PROVIDED TEXT:
((

The hardest part when placing pups like Duncan is wether to place him with a competition handler or with a K9 handler. It's all about the little details..... For him to act this way at 5wks makes me think too knuckle Headed!!:hammer:


----------



## Tammy GSD (Dec 26, 2010)

cliffson1 said:


> :hammer:OMG, if you keep that up those dogs are going to grow up and be aggressive and bite people indicriminately. Whew!! NEVER play tug with a young puppy like that or it will grow up to bite people!!!!
> 
> On a serious note...


WHEW! Scared the crap out of me! I thought I was doing something horrible. We started our girl on this at 8 weeks, 3 days after we got her(has an insane prey drive, already) and we start at the local Schutzhund club in 2 weeks (only socialization at this age, they said...need to wait until 12 weeks).


----------



## VaBeachFamily (Apr 12, 2005)

Is that female going to be a Bi?


----------



## Jax's Mom (Apr 2, 2010)

I didn't see any of it because there was 150lbs of dog in my lap the whole time... Was it good? LOL


----------



## GSDBESTK9 (Mar 26, 2002)

VaBeachFamily said:


> Is that female going to be a Bi?


Yes, Denial is a bicolor.


----------



## GSD_Xander (Nov 27, 2010)

They're adorable


----------

))

DIRECTION 1:
Reproduce the forum thread about the puppies word for word, beginning at the words "The hardest part" and stopping after the words "(Dec 26, 2010)".

EXERCISE DATA:
((

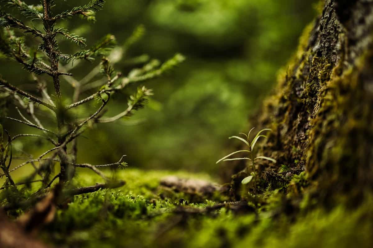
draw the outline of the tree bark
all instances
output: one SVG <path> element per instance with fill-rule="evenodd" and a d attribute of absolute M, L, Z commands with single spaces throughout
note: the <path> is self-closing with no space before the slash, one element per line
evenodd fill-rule
<path fill-rule="evenodd" d="M 259 153 L 278 161 L 257 170 L 287 165 L 322 202 L 358 203 L 373 189 L 373 1 L 326 0 L 300 43 L 253 122 L 272 129 Z M 233 176 L 233 195 L 245 175 Z"/>

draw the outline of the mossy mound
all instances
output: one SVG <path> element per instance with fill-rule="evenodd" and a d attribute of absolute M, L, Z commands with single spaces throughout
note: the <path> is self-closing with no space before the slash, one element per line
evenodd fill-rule
<path fill-rule="evenodd" d="M 307 212 L 315 203 L 308 198 L 296 211 L 288 202 L 291 196 L 276 190 L 261 196 L 256 207 L 245 203 L 206 212 L 224 198 L 217 194 L 214 202 L 201 196 L 194 202 L 190 194 L 160 186 L 161 178 L 175 174 L 211 180 L 185 173 L 124 171 L 117 176 L 126 185 L 74 197 L 58 210 L 41 236 L 62 247 L 370 247 L 372 197 L 353 212 L 341 205 L 329 212 Z M 289 186 L 299 186 L 296 179 Z M 77 179 L 82 185 L 99 180 L 91 174 Z M 249 207 L 242 214 L 244 205 Z"/>

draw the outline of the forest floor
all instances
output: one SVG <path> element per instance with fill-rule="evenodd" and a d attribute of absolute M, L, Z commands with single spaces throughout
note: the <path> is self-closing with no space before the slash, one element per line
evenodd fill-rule
<path fill-rule="evenodd" d="M 101 182 L 85 173 L 79 172 L 76 183 Z M 367 218 L 372 214 L 371 196 L 353 211 L 341 205 L 326 211 L 306 210 L 310 203 L 305 195 L 295 210 L 284 203 L 288 196 L 283 190 L 258 196 L 256 206 L 228 202 L 218 187 L 203 195 L 198 189 L 166 185 L 164 180 L 176 180 L 167 177 L 173 175 L 203 180 L 198 181 L 202 184 L 213 181 L 206 174 L 137 169 L 113 174 L 126 185 L 75 196 L 38 236 L 56 247 L 101 248 L 351 248 L 370 247 L 372 242 L 373 223 L 367 220 L 371 216 Z"/>

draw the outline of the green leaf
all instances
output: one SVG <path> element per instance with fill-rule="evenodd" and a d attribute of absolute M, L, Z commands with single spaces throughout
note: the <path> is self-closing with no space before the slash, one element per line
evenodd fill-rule
<path fill-rule="evenodd" d="M 255 138 L 254 139 L 254 140 L 253 141 L 253 142 L 251 143 L 251 151 L 253 149 L 254 149 L 254 147 L 255 146 L 255 144 L 256 144 L 257 141 L 259 139 L 259 138 L 261 137 L 263 137 L 265 138 L 267 138 L 267 136 L 265 135 L 259 135 L 258 136 L 256 136 Z"/>
<path fill-rule="evenodd" d="M 243 184 L 247 184 L 248 183 L 251 181 L 251 180 L 253 180 L 253 178 L 254 177 L 253 175 L 249 175 L 247 177 L 245 177 L 244 178 L 242 181 L 241 181 L 241 183 Z"/>
<path fill-rule="evenodd" d="M 251 133 L 251 131 L 253 130 L 254 128 L 255 128 L 255 127 L 253 128 L 251 128 L 251 129 L 250 130 L 250 131 L 249 131 L 249 134 L 247 135 L 247 136 L 249 137 L 249 139 L 250 139 L 250 134 Z"/>
<path fill-rule="evenodd" d="M 246 134 L 246 133 L 239 133 L 240 134 L 243 134 L 243 135 L 245 135 L 245 136 L 246 137 L 246 139 L 247 139 L 247 140 L 249 140 L 249 136 L 247 136 L 247 134 Z"/>
<path fill-rule="evenodd" d="M 226 158 L 223 161 L 232 161 L 232 160 L 251 160 L 250 159 L 248 158 Z"/>
<path fill-rule="evenodd" d="M 262 132 L 263 132 L 265 131 L 272 131 L 272 129 L 271 129 L 270 128 L 264 128 L 263 129 L 261 129 L 261 130 L 258 132 L 258 133 L 257 133 L 257 135 L 255 136 L 255 137 L 254 137 L 254 138 L 253 139 L 253 140 L 254 140 L 256 139 L 257 138 L 258 136 L 259 136 L 260 133 L 261 133 Z"/>
<path fill-rule="evenodd" d="M 219 160 L 218 160 L 217 161 L 216 161 L 216 163 L 217 164 L 218 163 L 219 163 L 219 162 L 221 162 L 222 161 L 223 161 L 223 160 L 224 160 L 226 158 L 228 157 L 230 157 L 231 156 L 233 155 L 233 154 L 235 154 L 236 153 L 238 153 L 239 152 L 250 152 L 250 151 L 248 151 L 248 150 L 240 150 L 239 151 L 236 151 L 235 152 L 232 152 L 232 153 L 230 153 L 229 154 L 228 154 L 226 156 L 225 156 L 224 157 L 223 157 L 223 158 L 220 158 Z"/>
<path fill-rule="evenodd" d="M 231 137 L 230 137 L 229 138 L 232 139 L 232 138 L 234 138 L 235 139 L 239 139 L 241 141 L 242 141 L 243 142 L 244 142 L 245 144 L 247 145 L 247 146 L 248 146 L 249 147 L 250 147 L 250 144 L 249 144 L 249 142 L 247 141 L 246 141 L 244 139 L 242 139 L 242 138 L 241 138 L 241 137 L 238 137 L 238 136 L 232 136 Z"/>
<path fill-rule="evenodd" d="M 277 162 L 277 161 L 276 161 L 276 160 L 275 159 L 274 159 L 272 158 L 269 158 L 268 157 L 264 157 L 264 156 L 259 156 L 259 157 L 257 157 L 254 159 L 254 160 L 256 160 L 258 158 L 263 158 L 263 159 L 267 160 L 269 160 L 270 161 L 272 161 L 274 163 L 276 163 L 276 162 Z"/>

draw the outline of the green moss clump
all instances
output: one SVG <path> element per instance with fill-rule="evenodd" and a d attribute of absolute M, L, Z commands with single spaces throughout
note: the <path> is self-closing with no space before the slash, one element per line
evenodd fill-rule
<path fill-rule="evenodd" d="M 120 173 L 127 185 L 75 197 L 42 230 L 43 238 L 61 247 L 82 248 L 370 247 L 371 196 L 353 212 L 341 205 L 330 212 L 317 209 L 301 211 L 296 218 L 290 211 L 291 204 L 284 200 L 291 197 L 278 190 L 251 214 L 240 215 L 234 208 L 225 208 L 209 214 L 183 213 L 175 212 L 180 207 L 178 197 L 190 200 L 187 196 L 175 193 L 170 198 L 160 196 L 160 178 L 170 173 L 137 170 Z M 81 176 L 79 181 L 85 184 L 98 178 L 93 174 Z M 306 182 L 304 174 L 294 176 L 289 186 L 301 190 Z M 309 204 L 308 200 L 305 198 L 301 205 Z M 202 210 L 215 204 L 207 200 L 189 202 L 189 206 Z M 185 202 L 181 205 L 188 207 Z"/>

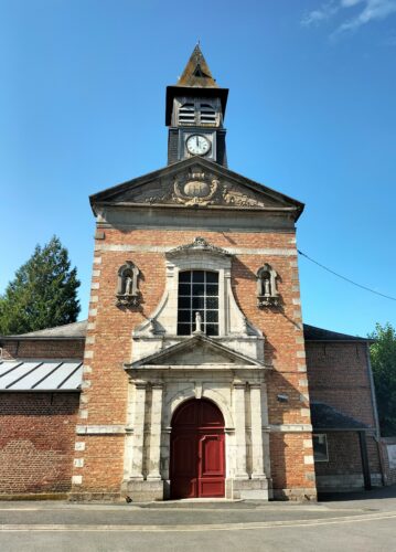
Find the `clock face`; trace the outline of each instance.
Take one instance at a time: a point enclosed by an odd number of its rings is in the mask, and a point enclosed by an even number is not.
[[[211,149],[210,140],[202,135],[192,135],[188,138],[185,146],[193,156],[204,156]]]

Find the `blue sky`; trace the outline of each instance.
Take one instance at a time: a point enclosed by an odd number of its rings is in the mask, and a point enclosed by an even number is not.
[[[306,203],[298,245],[396,296],[396,0],[0,0],[0,293],[57,234],[86,317],[88,195],[167,162],[195,43],[228,87],[229,168]],[[304,321],[366,335],[396,302],[300,257]]]

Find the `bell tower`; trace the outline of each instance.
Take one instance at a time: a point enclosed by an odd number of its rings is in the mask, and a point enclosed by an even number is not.
[[[227,96],[228,88],[220,88],[197,44],[178,83],[167,87],[168,164],[201,156],[227,166]]]

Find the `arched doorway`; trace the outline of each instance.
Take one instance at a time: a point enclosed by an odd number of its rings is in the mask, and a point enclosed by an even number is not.
[[[171,497],[224,497],[224,418],[206,399],[182,403],[172,417]]]

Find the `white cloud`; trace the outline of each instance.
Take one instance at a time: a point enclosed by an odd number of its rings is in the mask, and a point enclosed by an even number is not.
[[[302,18],[301,24],[304,26],[318,25],[335,14],[347,15],[350,11],[354,11],[354,15],[344,20],[333,32],[333,36],[355,31],[372,21],[381,21],[396,13],[396,0],[331,0],[307,13]]]
[[[363,10],[342,23],[336,33],[354,31],[372,21],[386,19],[392,13],[396,13],[396,0],[366,0]]]
[[[301,24],[304,26],[310,26],[312,24],[319,24],[327,19],[330,19],[339,11],[340,7],[336,6],[334,1],[327,2],[322,4],[318,10],[312,10],[301,20]]]

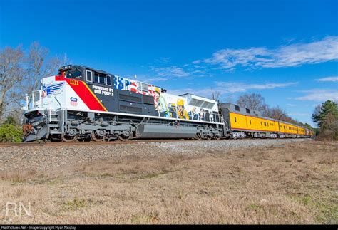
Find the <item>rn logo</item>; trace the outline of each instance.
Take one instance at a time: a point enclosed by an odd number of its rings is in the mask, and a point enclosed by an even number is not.
[[[6,216],[9,217],[11,215],[15,216],[31,216],[31,203],[28,203],[26,206],[22,202],[6,202]]]
[[[78,98],[71,98],[71,106],[78,106]]]

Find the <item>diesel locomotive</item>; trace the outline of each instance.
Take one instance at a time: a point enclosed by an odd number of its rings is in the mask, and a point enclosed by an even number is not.
[[[27,96],[23,142],[153,138],[310,137],[311,130],[259,111],[83,66],[59,68]]]

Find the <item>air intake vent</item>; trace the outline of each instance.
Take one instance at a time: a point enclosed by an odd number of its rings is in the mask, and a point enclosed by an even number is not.
[[[133,112],[133,113],[142,113],[141,108],[137,107],[131,107],[131,106],[126,106],[126,105],[120,105],[120,111],[121,112]]]

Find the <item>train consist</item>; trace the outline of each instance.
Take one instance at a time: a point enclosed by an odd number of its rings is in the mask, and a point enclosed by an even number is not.
[[[136,138],[310,137],[258,111],[82,66],[66,66],[27,97],[23,142]]]

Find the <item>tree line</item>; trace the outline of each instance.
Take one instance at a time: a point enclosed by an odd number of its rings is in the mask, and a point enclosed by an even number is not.
[[[68,61],[66,55],[51,56],[38,42],[27,49],[19,46],[0,50],[0,142],[21,140],[26,95],[39,90],[41,79]]]
[[[21,108],[26,95],[39,90],[42,78],[51,75],[68,61],[63,56],[50,56],[47,48],[34,42],[27,50],[22,46],[0,51],[0,123],[11,117],[21,123]]]

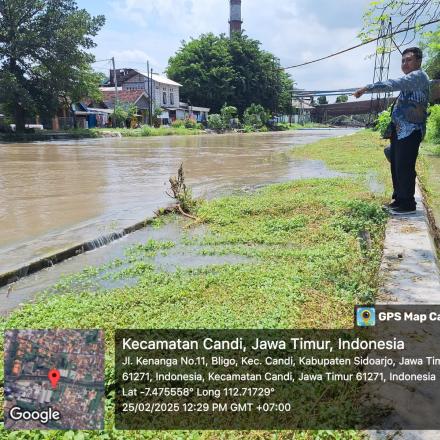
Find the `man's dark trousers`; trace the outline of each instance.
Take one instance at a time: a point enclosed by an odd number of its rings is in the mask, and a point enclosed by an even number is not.
[[[414,130],[409,136],[397,139],[396,130],[391,136],[391,177],[393,179],[393,199],[403,209],[415,209],[416,160],[422,132]]]

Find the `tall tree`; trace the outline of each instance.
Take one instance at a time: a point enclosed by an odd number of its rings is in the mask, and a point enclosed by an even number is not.
[[[104,22],[74,0],[0,0],[0,102],[17,131],[28,116],[54,115],[68,96],[96,93],[87,50]]]
[[[347,102],[348,101],[348,95],[339,95],[336,98],[336,102]]]
[[[182,43],[169,59],[167,74],[180,82],[182,98],[219,112],[223,104],[240,114],[252,103],[277,112],[288,111],[292,80],[260,43],[245,35],[201,35]]]
[[[360,37],[364,40],[377,37],[382,21],[391,20],[394,50],[411,44],[420,32],[421,24],[440,18],[440,0],[375,0],[364,13],[364,27]]]
[[[431,79],[440,79],[440,27],[423,36],[424,69]]]

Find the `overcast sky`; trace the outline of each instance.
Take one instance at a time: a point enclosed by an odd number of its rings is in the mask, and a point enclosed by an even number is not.
[[[358,44],[362,14],[370,0],[242,0],[243,28],[282,66],[319,58]],[[202,33],[229,33],[229,0],[77,0],[106,24],[96,37],[97,60],[115,57],[116,67],[162,73],[182,40]],[[414,45],[413,43],[412,45]],[[374,43],[329,60],[288,70],[300,88],[340,89],[372,82]],[[109,62],[94,64],[108,73]],[[400,55],[390,77],[400,76]]]

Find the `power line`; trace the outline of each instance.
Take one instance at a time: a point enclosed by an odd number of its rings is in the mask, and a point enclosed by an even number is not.
[[[438,23],[439,21],[440,21],[440,19],[437,19],[437,20],[428,21],[426,23],[417,24],[415,26],[411,26],[409,28],[401,29],[401,30],[398,30],[396,32],[393,32],[391,35],[400,34],[402,32],[408,32],[411,29],[428,26],[430,24]],[[317,58],[316,60],[307,61],[307,62],[302,63],[302,64],[295,64],[294,66],[289,66],[289,67],[281,67],[280,70],[294,69],[296,67],[306,66],[307,64],[317,63],[318,61],[326,60],[328,58],[335,57],[336,55],[341,55],[342,53],[348,52],[350,50],[357,49],[358,47],[365,46],[366,44],[373,43],[374,41],[377,41],[380,38],[382,38],[382,37],[370,38],[369,40],[364,41],[363,43],[357,44],[356,46],[349,47],[348,49],[340,50],[339,52],[332,53],[332,54],[327,55],[325,57]]]

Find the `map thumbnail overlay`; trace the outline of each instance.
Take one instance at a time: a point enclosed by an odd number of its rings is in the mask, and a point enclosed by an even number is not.
[[[4,366],[5,428],[104,428],[101,330],[7,330]]]

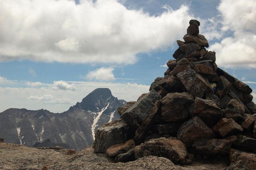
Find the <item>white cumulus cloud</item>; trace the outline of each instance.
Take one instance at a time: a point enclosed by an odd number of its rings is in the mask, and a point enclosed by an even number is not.
[[[114,70],[112,67],[102,67],[89,72],[85,78],[89,80],[115,80],[113,73]]]
[[[216,63],[226,68],[256,67],[256,3],[255,0],[222,0],[218,9],[223,31],[233,33],[210,50],[216,52]]]
[[[117,0],[0,0],[0,61],[132,64],[169,47],[193,18],[187,6],[158,16]]]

))

DIRECTION 2:
List every line of the entries that contains the string "green", matching case exactly.

FINAL RESULT 1:
The hardest part when placing pups like Duncan is wether to place him with a competition handler or with a K9 handler. It's all about the little details..... For him to act this way at 5wks makes me think too knuckle Headed!!:hammer:


----------



## Tammy GSD (Dec 26, 2010)

FINAL RESULT 2:
draw the outline of the green leaf
draw the outline of the green moss clump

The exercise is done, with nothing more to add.